## GIVEN PASSAGE
↓↓↓

Reuters — A White House advisory committee is expected to acknowledge the link between antimicrobial resistance in humans and livestock being fed antibiotics when it issues its report in the next few weeks, according to the transcript of a committee meeting held earlier this month.
But how much of the public health problem can be attributed to such farming practices remains unclear, according to the transcript of a July 11 meeting of the President’s Council of Advisors on Science and Technology (PCAST).
Committee members have declined to discuss the report before its release, which is expected to happen in the next few weeks.
In the transcript, council co-Chairman Eric Lander said there was “clear documentation” that antibiotic-resistant microbes can transfer from farm animals to humans.
“That judicious use [of antibiotics] in agriculture right now is absolutely essential,” Lander said in the transcript. “There may come a point where one will say it’s justified to say no use.”
Governments and public health officials worldwide have begun ramping up efforts to fight so-called “super bugs” microbes that have mutated to be resistant to medically important antibiotics such as cephalosporins, which are used to treat hospital-acquired infections like blood infections and meningitis.
The committee’s report on antibiotic resistance, according to the transcript, is likely to recommend several actions to stay ahead of what Lander described as a “cat-and-mouse game played at this microscopic level between our agents, our therapeutics, and these microbes.”

↑↑↑

## DATASET RECORDS
↓↓↓

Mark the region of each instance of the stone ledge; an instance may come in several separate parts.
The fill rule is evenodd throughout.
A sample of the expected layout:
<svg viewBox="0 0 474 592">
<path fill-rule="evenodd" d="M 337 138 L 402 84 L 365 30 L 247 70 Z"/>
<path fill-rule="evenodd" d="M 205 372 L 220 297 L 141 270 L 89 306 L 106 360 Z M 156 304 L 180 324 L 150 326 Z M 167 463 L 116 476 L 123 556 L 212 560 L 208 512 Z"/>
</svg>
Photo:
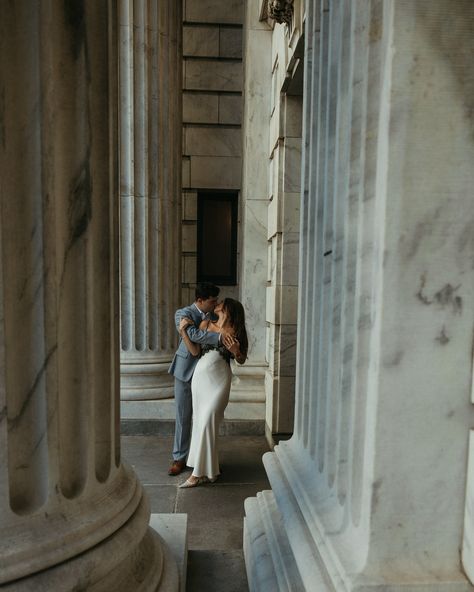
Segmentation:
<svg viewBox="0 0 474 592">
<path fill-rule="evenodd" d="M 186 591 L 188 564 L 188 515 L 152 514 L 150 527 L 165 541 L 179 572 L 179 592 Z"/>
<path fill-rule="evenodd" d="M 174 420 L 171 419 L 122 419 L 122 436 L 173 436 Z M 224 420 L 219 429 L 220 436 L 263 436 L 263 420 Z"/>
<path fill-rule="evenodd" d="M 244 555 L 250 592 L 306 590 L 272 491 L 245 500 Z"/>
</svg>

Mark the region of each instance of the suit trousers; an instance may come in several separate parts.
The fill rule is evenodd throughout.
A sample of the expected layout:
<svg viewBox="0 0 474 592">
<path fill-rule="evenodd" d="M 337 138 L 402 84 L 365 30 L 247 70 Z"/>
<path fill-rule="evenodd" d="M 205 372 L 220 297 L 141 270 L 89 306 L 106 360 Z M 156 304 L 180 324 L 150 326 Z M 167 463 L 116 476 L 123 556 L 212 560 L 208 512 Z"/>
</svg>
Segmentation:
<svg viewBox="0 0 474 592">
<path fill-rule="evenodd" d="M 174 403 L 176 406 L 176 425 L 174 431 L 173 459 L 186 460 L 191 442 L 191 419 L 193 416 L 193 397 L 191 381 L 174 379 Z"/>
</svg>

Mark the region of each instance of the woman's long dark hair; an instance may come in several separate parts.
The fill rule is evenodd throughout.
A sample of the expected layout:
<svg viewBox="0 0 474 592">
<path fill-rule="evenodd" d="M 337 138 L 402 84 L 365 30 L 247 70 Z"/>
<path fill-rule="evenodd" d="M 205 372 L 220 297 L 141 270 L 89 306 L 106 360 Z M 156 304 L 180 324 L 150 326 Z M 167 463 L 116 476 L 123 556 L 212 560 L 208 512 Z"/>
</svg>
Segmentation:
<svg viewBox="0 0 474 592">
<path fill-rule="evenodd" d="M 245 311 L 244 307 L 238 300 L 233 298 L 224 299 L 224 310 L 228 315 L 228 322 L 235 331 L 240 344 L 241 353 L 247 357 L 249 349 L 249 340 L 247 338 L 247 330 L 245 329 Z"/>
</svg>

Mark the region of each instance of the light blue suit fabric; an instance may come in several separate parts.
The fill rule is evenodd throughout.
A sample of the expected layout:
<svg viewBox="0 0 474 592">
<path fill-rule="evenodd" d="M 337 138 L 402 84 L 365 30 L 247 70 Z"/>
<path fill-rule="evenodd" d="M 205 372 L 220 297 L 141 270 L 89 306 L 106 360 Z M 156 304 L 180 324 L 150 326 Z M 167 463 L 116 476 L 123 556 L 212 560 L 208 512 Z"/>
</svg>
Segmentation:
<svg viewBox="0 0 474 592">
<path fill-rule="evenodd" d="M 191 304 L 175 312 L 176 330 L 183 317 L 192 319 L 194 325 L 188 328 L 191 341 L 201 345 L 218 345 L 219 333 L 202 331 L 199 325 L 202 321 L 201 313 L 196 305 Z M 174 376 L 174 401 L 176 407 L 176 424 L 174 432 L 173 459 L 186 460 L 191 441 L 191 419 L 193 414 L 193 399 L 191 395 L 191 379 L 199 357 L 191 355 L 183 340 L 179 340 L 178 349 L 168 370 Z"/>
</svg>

↑↑↑
↓↓↓

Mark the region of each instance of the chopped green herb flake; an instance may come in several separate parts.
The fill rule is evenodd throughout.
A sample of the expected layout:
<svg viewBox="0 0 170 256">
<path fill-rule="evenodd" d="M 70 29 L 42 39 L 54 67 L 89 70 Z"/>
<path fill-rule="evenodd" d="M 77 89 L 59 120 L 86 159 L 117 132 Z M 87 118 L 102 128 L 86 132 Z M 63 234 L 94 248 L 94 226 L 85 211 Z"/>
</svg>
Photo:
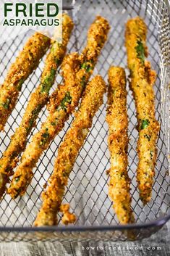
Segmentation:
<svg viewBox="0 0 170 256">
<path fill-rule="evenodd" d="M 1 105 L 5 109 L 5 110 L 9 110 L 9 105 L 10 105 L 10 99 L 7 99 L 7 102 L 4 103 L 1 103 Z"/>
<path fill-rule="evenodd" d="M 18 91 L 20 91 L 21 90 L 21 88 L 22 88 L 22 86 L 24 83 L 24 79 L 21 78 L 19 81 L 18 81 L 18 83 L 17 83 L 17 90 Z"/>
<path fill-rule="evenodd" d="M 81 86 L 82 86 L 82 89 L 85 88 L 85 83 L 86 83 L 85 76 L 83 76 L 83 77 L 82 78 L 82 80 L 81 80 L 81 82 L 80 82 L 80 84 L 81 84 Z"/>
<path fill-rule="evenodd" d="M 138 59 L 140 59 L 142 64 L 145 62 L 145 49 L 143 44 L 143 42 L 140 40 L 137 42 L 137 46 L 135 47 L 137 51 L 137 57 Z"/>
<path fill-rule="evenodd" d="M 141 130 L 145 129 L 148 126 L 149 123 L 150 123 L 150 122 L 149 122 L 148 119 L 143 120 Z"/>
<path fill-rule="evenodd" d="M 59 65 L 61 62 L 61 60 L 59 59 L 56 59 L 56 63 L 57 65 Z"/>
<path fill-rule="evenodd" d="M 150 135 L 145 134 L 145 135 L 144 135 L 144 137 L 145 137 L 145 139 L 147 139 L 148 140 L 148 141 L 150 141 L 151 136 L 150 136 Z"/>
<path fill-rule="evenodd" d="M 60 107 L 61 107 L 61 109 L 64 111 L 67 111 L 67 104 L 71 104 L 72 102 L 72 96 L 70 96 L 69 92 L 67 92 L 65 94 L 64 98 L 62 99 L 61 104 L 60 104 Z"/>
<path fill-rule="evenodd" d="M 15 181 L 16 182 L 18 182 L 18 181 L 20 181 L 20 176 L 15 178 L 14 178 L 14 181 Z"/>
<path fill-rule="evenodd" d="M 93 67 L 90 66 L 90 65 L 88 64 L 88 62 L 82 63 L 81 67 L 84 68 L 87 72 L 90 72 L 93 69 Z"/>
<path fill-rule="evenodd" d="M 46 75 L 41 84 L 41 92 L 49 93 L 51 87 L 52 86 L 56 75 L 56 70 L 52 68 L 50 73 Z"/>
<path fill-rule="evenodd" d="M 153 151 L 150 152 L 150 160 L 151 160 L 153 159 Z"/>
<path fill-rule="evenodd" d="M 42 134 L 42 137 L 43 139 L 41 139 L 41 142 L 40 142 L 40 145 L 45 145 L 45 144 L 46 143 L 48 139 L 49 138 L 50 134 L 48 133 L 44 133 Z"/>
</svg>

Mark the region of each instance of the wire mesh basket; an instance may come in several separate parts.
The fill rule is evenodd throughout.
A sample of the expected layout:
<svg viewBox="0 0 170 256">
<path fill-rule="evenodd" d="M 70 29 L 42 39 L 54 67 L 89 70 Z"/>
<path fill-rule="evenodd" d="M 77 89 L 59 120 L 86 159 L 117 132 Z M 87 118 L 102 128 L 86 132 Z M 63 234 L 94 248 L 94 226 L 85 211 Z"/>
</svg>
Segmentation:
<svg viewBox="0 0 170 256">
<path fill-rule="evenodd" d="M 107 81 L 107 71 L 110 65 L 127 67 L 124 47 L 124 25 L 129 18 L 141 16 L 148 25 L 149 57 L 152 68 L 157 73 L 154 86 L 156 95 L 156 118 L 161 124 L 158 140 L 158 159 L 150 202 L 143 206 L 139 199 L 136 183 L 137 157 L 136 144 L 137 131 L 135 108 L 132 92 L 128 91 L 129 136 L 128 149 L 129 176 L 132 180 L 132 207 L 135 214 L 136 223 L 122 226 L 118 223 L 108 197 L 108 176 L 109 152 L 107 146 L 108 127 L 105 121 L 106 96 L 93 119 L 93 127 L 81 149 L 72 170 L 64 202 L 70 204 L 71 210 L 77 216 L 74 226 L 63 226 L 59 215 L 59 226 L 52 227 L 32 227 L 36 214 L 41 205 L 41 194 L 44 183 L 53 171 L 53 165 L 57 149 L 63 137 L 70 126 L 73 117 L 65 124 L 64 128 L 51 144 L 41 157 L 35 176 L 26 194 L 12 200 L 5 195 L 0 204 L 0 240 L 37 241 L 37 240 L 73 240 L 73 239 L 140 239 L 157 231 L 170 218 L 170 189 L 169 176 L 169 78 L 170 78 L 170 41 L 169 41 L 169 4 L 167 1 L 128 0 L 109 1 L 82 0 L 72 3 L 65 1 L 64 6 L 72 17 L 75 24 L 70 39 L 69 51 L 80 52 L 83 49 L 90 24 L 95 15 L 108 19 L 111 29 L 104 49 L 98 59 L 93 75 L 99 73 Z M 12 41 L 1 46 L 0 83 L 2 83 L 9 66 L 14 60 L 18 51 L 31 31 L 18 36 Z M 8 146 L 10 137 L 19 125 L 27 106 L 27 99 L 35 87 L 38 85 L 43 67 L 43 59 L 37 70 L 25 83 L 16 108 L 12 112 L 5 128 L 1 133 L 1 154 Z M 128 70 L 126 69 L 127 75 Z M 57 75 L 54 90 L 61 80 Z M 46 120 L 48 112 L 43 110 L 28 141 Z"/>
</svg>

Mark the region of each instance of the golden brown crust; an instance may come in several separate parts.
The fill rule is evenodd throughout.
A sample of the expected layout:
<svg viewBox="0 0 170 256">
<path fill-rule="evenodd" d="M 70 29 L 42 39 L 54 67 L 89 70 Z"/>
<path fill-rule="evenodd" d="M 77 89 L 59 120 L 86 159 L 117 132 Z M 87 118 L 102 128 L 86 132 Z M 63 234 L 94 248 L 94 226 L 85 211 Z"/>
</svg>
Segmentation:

↑↑↑
↓↓↓

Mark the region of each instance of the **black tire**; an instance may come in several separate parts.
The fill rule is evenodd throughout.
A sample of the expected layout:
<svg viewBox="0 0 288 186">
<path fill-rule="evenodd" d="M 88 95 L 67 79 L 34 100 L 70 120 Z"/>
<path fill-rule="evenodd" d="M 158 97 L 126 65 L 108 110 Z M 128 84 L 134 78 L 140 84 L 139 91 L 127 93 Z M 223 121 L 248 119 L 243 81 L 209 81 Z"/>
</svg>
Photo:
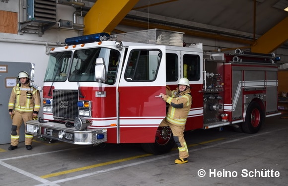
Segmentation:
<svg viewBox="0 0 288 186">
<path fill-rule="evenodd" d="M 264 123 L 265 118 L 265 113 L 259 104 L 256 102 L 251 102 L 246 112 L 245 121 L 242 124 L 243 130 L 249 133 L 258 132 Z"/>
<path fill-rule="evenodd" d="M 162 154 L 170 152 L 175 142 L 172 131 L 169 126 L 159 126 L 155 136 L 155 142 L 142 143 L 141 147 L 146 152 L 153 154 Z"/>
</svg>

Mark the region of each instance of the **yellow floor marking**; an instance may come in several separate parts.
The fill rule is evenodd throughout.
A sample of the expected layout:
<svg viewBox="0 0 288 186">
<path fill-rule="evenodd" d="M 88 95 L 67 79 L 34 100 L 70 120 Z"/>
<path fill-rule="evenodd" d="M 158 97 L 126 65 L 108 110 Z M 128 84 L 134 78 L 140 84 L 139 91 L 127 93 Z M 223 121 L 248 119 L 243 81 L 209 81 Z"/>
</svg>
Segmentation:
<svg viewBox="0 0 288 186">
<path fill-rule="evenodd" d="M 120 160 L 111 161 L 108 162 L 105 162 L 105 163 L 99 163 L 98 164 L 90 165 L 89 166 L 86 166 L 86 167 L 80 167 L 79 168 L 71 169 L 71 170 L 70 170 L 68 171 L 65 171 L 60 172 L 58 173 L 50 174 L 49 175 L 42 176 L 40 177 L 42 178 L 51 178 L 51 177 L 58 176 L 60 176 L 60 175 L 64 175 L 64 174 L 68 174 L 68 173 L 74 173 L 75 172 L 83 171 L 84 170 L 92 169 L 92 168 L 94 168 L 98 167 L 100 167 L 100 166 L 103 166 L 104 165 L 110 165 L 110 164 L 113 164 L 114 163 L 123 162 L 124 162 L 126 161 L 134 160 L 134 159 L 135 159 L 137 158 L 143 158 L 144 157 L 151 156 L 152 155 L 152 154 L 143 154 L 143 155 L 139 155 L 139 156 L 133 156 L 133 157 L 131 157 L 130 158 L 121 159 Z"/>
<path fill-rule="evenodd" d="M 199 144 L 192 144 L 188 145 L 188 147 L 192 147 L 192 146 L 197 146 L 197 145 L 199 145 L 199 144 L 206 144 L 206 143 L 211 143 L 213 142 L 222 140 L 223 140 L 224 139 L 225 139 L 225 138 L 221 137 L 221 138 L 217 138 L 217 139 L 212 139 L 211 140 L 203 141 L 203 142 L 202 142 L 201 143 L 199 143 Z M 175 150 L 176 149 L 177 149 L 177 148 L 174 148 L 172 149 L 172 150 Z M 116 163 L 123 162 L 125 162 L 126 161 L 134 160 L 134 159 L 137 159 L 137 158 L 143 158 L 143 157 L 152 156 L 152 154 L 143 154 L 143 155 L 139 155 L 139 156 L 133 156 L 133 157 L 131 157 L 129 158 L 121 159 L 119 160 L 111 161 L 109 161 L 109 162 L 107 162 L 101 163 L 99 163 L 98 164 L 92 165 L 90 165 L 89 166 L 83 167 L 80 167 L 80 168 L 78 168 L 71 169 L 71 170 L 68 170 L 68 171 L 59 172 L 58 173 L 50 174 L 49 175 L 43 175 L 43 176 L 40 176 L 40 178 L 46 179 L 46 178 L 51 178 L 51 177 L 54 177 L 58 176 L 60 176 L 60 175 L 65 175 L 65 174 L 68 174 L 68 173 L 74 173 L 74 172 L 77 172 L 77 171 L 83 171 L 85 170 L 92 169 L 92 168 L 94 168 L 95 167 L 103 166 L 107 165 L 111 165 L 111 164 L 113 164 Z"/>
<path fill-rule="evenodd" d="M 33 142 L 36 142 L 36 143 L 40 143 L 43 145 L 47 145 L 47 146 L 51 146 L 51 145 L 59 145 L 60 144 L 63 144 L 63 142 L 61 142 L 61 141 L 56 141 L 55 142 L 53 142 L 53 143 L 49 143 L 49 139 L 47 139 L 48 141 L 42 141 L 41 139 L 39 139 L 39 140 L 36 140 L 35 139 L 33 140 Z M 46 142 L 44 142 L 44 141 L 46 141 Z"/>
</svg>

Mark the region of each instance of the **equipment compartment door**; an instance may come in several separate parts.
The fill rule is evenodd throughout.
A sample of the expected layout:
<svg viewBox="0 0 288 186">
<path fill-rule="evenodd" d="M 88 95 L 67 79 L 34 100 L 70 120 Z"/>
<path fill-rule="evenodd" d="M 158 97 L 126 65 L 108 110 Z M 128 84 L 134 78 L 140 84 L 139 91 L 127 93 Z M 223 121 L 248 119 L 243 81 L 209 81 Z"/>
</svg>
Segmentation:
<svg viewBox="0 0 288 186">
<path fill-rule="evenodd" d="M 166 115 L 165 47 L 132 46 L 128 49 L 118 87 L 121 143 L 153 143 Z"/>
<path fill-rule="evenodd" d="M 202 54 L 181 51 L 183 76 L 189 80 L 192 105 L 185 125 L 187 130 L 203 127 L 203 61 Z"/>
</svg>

↑↑↑

Continue the news article about antibiotic resistance and livestock antibiotics, picking up after its final sentence.

## ANSWER BOX
The actions are expected to include offering government incentives to encourage the development of new antibiotics; setting up a federal inter-agency task force on antibiotic resistance; finding alternatives to human-relevant antibiotics for livestock producers to use to promote animal growth and prevent disease, and increasing the U.S. Food and Drug Administration’s powers to expedite the approval of antibiotics for limited or specialized uses.
In the United States, consumer advocacy groups and some lawmakers have been urging the White House and federal regulators to take a more aggressive stance on how the U.S. livestock industry uses antibiotics and other medications.
U.S. Representative Louise M. Slaughter, a New York Democrat who is the only microbiologist in Congress, sent a letter last week to the president asking for an executive order requiring that all federally purchased meat be raised without antibiotics and calling for the establishment of PCAST’s recommended inter-agency task force, among measures to address the problem.